⟨

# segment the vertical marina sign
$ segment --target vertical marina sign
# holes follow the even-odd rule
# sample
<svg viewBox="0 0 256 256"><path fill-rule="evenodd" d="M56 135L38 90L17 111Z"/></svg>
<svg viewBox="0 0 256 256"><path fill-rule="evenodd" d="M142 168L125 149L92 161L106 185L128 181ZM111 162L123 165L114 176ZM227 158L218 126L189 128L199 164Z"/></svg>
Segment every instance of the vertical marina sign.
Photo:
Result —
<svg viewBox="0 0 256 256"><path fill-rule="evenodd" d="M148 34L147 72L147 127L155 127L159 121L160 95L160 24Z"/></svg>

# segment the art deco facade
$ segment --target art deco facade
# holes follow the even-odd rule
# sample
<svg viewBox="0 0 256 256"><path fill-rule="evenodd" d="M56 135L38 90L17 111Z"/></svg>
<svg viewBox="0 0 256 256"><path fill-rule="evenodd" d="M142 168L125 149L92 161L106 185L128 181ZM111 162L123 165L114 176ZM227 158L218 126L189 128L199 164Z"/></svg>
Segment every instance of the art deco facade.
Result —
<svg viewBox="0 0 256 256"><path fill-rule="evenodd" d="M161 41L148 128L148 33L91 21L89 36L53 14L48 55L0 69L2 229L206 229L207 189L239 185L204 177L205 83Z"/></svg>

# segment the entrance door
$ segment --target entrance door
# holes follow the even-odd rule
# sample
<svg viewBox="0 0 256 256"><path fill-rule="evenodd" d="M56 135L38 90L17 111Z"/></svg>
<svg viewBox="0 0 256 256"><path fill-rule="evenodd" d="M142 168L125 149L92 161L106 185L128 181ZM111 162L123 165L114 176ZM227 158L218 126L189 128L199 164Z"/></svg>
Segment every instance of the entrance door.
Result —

⟩

| GOAL |
Copy the rows above word for word, from the line containing "# segment the art deco facade" through the last line of the rows, including both ends.

| SOLUTION TO THIS PROBLEM |
# segment the art deco facade
$ segment --target art deco facade
# holes follow the even-odd rule
# sample
<svg viewBox="0 0 256 256"><path fill-rule="evenodd" d="M56 135L38 90L17 111Z"/></svg>
<svg viewBox="0 0 256 256"><path fill-rule="evenodd" d="M142 168L125 149L92 161L106 185L128 181ZM111 162L123 165L114 176ZM227 158L218 126L189 128L199 164Z"/></svg>
Segment every instance of the art deco facade.
Result —
<svg viewBox="0 0 256 256"><path fill-rule="evenodd" d="M161 41L148 128L148 33L91 21L89 36L53 14L48 55L0 69L2 229L206 229L207 189L239 185L204 177L205 83Z"/></svg>

# segment the entrance door
$ segment --target entrance door
# holes follow the even-odd rule
# sample
<svg viewBox="0 0 256 256"><path fill-rule="evenodd" d="M56 135L38 90L17 111Z"/></svg>
<svg viewBox="0 0 256 256"><path fill-rule="evenodd" d="M142 168L125 149L92 161L106 185L128 181ZM111 162L123 165L114 176ZM227 158L218 126L189 128L199 164Z"/></svg>
Segment every instance of the entrance door.
Result —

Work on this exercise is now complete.